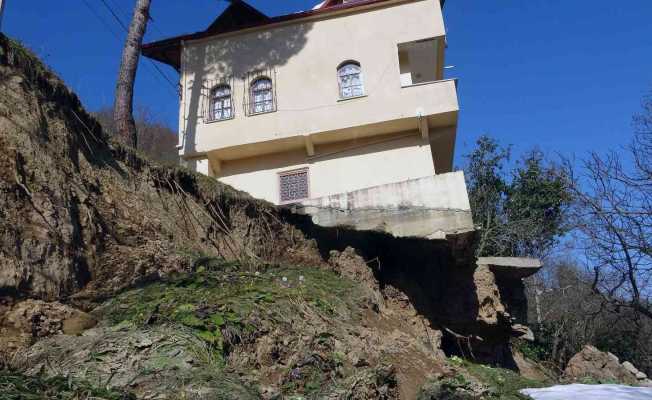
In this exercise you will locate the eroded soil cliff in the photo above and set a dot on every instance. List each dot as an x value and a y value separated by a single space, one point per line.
162 282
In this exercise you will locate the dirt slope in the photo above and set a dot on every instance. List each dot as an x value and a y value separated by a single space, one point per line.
77 212
163 282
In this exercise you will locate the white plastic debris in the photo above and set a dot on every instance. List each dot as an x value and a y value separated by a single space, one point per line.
592 392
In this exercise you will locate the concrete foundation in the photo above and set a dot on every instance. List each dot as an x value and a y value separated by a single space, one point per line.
429 207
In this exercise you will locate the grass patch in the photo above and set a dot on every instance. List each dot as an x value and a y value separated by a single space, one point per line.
223 303
14 386
503 384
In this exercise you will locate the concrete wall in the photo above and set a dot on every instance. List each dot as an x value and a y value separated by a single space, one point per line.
429 207
335 168
303 58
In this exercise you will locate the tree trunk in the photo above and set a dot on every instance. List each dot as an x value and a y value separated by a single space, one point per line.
124 93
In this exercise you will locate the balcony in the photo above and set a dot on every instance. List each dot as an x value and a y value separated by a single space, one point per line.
385 109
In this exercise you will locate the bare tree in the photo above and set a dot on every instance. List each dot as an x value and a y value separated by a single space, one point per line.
614 217
124 93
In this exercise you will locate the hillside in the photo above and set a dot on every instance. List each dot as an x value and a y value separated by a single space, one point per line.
157 282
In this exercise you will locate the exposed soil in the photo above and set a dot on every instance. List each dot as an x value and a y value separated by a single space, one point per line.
161 281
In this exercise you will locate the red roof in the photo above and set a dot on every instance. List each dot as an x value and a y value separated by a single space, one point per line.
239 16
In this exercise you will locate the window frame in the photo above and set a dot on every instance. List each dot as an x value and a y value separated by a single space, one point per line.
212 102
340 85
296 171
252 96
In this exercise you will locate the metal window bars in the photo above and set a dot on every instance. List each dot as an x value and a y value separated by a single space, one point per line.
260 91
217 99
293 185
349 77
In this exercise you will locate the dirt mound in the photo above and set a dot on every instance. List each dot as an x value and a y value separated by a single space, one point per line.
196 288
595 365
78 213
225 330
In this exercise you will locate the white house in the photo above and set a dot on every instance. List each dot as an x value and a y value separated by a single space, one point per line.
341 111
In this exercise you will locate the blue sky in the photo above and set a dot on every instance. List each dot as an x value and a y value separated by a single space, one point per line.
563 75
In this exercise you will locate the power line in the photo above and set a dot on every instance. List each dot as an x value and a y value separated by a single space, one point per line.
124 27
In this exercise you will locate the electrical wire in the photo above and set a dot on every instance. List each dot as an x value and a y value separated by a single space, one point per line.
124 27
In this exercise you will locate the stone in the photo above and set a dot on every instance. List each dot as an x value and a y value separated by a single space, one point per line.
512 267
630 367
603 367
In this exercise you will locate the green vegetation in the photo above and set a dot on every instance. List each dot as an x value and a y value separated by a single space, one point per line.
221 295
224 305
476 381
503 384
521 212
14 386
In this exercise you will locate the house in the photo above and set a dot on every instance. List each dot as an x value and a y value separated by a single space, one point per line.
341 112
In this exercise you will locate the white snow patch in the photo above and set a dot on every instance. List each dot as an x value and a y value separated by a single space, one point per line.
592 392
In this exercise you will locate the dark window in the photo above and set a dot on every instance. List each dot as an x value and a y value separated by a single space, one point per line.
221 106
262 96
294 185
349 76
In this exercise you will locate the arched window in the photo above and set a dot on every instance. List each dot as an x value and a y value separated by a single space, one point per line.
262 96
221 103
349 76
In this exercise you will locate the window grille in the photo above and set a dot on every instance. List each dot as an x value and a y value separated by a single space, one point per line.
217 100
262 99
221 104
349 76
294 186
260 96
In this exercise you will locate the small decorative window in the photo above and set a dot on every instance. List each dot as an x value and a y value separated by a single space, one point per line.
349 75
221 104
294 185
262 96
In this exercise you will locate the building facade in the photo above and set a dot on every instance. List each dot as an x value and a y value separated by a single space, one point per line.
341 111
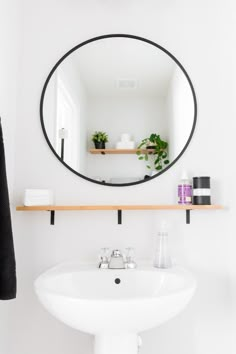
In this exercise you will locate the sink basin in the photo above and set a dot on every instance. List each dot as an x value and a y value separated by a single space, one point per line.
114 304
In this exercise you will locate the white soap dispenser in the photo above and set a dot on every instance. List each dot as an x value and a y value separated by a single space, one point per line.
162 257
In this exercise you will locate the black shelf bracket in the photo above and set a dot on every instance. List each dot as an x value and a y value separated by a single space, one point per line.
188 216
52 217
119 215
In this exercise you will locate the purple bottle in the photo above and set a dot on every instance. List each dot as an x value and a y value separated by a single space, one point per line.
185 190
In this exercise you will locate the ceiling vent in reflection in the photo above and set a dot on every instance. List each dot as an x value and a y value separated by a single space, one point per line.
127 84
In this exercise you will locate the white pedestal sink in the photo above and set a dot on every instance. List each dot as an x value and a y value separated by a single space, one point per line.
114 304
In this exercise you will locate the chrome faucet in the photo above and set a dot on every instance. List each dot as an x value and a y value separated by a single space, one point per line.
117 260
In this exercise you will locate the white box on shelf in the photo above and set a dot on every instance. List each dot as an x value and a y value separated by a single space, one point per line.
34 197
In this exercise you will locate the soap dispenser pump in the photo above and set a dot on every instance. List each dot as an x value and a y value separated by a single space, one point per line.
162 257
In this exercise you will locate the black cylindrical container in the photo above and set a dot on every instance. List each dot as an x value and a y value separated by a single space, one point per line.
201 191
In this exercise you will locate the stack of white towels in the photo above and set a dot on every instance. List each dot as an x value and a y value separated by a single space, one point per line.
125 142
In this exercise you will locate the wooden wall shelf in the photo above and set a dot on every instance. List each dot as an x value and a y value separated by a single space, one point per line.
118 208
120 151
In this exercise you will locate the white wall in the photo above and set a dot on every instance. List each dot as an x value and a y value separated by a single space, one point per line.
116 115
201 35
180 112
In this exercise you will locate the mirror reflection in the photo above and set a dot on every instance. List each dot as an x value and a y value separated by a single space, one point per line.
123 92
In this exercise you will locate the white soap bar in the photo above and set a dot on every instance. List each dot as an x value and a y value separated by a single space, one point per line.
125 145
34 197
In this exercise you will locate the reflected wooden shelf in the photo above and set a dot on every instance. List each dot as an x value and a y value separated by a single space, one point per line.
120 151
118 208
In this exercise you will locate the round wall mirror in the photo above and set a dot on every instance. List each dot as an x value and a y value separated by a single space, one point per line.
118 110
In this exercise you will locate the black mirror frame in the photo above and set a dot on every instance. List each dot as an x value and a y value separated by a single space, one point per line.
114 36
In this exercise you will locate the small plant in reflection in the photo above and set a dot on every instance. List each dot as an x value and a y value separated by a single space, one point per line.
100 138
157 157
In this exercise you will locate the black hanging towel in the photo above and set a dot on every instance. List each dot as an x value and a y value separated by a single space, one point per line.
7 254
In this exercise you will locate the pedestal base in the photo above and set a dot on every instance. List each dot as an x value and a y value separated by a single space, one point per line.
116 344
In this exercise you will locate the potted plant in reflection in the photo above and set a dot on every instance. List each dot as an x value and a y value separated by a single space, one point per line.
100 139
157 157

◆ **Exercise aim**
Write out all of the lines above without changing a single character, and leave the pictures out of your copy.

◆ **Task output**
In this exercise you will locate the eroded soil cliff in the photo above and set a dot on every instance. List each dot as an x value and a y value separated by a single space, one point per line.
162 282
In this exercise you will locate the dirt slope in the photo above and set a dot on every instance. List each dot as an x value and a y value separated by a single space, one point per line.
77 212
163 282
In this exercise you will locate the white plastic debris in the photo above and set a dot on every instance. List each dot as an x value and a y value separated by a single space, one point per line.
592 392
In this exercise you will locate the concrete foundation in the photo above and set a dot on every instance. List each dot as an x value and a y value separated by a single space, one point per line.
429 207
In this exercise you will locate the grass patch in the photo above and set a dot on every instance. List each dot as an x value and a y value separated by a single space, one point per line.
223 303
14 386
503 384
In this exercise you will locate the concrete wall in the photo above and set a dot on every instance. List each dot as an x value and a y value separated by a single space, one point per line.
429 207
335 168
303 58
In this exercise you will locate the tree trunk in the photo above and set a dot on every instance. List each dot as an x value and a y value separated by a single space, one point per line.
124 93
In this exercise you will locate the balcony in the photo above and set a dot on every instance. List each dot as an x value and a y value separated by a single space, one point per line.
385 109
In this exercise you will locate the bare tree in the photo above and set a dot on every instance. List each dot as an x value and a y value separated by a single space, one point per line.
614 217
124 93
In this exercise you will locate the hillside in the photo above and set a dot on every instance. List each dot as an x value and a y value separated by a single space, one point per line.
157 282
In this exercise you will locate the exposed soil in the photo above and set a dot on every instance. List each dot as an x value and a y value separated by a single space, one point per line.
161 281
In this exercise you will locate the red roof in the photo above and set a dot on every instance. List each dot as an x value and a y value separated by a single space, one point per line.
239 16
In this exercise you will locate the window frame in the photo above and set a dot on every instance. List each dot as an x value and a y value separated by a single space, one point per line.
212 102
340 85
296 171
252 96
In this exercise you will locate the metal window bars in the photo above and set a dot on every instance. List each dot as an x value and a y value separated by a single space, one point per line.
260 91
217 99
293 185
349 77
In this exercise you will locate the dirt mound in the photo above and set a dot on every instance. List each dot as an x value and a y value separated by a single space, one point per line.
196 288
595 365
78 213
225 330
In this exercise you will locate the white house in the photo above and set a dot on every instance. List each dot as an x value and a y value separated by a single space, one point per line.
341 111
In this exercise you will locate the blue sky in the photo above and set a dot on every instance. List each dot as an x value and a y value separated by a single space, one point per line.
563 75
In this exercise you will locate the power line in the photo above and set a dot on every instance. List each dot as an x value and a y value separated by a single space, one point per line.
124 27
In this exercise you will locate the electrical wire in the photo above and set a dot on every instance. List each dot as an x value and a y value separated by a single space, one point per line.
124 27
In this exercise you will locate the stone in the photo above and set a dot on every instance. List each dot as an x value and a y value separated by a single space, one point per line.
512 267
630 367
603 367
In this exercise you will locate the green vegetation in the photo above and set a dot on every instance. List each dot as an x value and a y value separated by a single space, one point per line.
221 295
224 305
476 381
503 384
521 212
14 386
In this exercise you will locate the house in the photo above and set a dot on every instance. List each dot as an x value and a y value separated by a single space, one point per line.
341 112
In this exercise you will locate the white snow patch in the photo above and set a dot on every instance. List each dot as an x value and a y value separated by a single space, one point per line.
592 392
In this exercise you will locate the dark window in the photo above and set a dot on every instance. List each dot as an x value and a y value separated by a single space, one point per line.
221 106
262 96
294 185
349 76
In this exercise you will locate the arched window in the photo above and set a dot on every instance. List each dot as an x value and a y value separated by a single space, one point per line.
262 96
221 103
349 76
In this exercise you will locate the window grille in the photo above and set a dot on every instance. List each dot as an x value and a y value separated by a single space, one point per line.
217 100
262 99
221 104
349 76
294 186
260 96
In this exercise you will locate the small decorative window in the photo above and set a dot on every instance. List each dot as an x value and a y value separated by a single space, one point per line.
349 75
221 104
294 185
262 96
In this exercise you will locate the building facade in the photo above and set a dot on every instance. List each dot as an x value and a y value separated by a single space, one point per line.
341 111
In this exercise you will locate the sink basin in the photo above and set a dot on every instance. List each dot as an x value and a y value separated by a single space, one point per line.
114 304
In this exercise you will locate the white soap dispenser in the photo above and set a dot on every instance. List each dot as an x value and a y value separated by a single space, one point per line.
162 257
In this exercise you will locate the black shelf bracket in the photo above and set a dot on every instance. List each dot as an x value and a y value separated by a single space, one point per line.
188 216
52 217
119 215
In this exercise you will locate the purple bottle in the photo above and set a dot on every instance. List each dot as an x value and a y value separated by a single space, one point per line.
185 190
In this exercise you will locate the ceiling vent in reflection in the photo above and set a dot on every instance. List each dot as an x value and a y value separated by a single space, one point per line.
127 84
In this exercise you will locate the white pedestal sink in the photo above and set a dot on every instance. List each dot as an x value and a y value separated by a single space, one point per line.
114 304
In this exercise you will locate the chrome faucet in the photo above and set a dot on every instance. List each dot as an x value and a y value separated by a single space, one point per line.
117 260
In this exercise you will locate the white box on shelf in the photo above and set a dot on every instance. List each dot as an x value and a y value separated by a single space, one point per line.
34 197
In this exercise you will locate the soap dispenser pump in the photo above and set a dot on every instance. List each dot as an x value and a y value separated by a single space, one point per line.
162 257
In this exercise you will locate the black cylindrical container in the photo above and set a dot on every instance. List each dot as an x value and a y value separated by a single space, one point per line.
201 191
In this exercise you will locate the stack of white towels in the photo above and set a dot on every instance. List each dot as an x value and a y value separated by a single space, one point per line.
125 142
In this exercise you will locate the wooden wall shelf in the photo above and set a dot on every instance. List each dot as an x value and a y value separated by a single space, one point per line.
118 208
120 151
In this exercise you will locate the white wall in the photo above and set a dot on every instance. List each dot as an x value and a y value separated by a single space, one point per line.
116 115
201 35
180 112
In this exercise you will locate the mirror reflection in the photo above and set a dot on every instance. List each dot as an x value and a y value separated by a single space, one point per line.
123 92
In this exercise you will locate the white soap bar in the photo above and set a dot on every instance. List each dot as an x value and a y value separated by a single space, one point per line.
125 145
34 197
In this exercise you will locate the reflected wooden shelf in the photo above and set a dot on every instance. List each dot as an x value and a y value separated by a single space, one point per line.
120 151
118 208
In this exercise you will locate the round wall mirror in the photo above and set a dot on every instance. List each dot as an x value and a y value separated by a single space, one point per line.
118 110
In this exercise you will locate the black mirror frame in the photo above and set a dot on every instance. List each dot as an x value and a y value separated by a single space, one point per line.
114 36
In this exercise you will locate the small plant in reflection in the photo above and set a dot on every instance. List each dot as an x value and a y value separated by a single space, one point per line.
100 138
157 157
In this exercise you will locate the black hanging towel in the photo above and set a dot on every instance. List each dot as an x value and a y value separated by a single space, one point per line.
7 254
In this exercise you will locate the pedestal base in the photo above and set a dot on every instance. List each dot as an x value and a y value separated by a single space, one point per line.
116 344
In this exercise you will locate the potted plant in reflection in the photo above and set a dot on every instance. List each dot as an x value and a y value separated by a single space, one point per line.
100 139
157 157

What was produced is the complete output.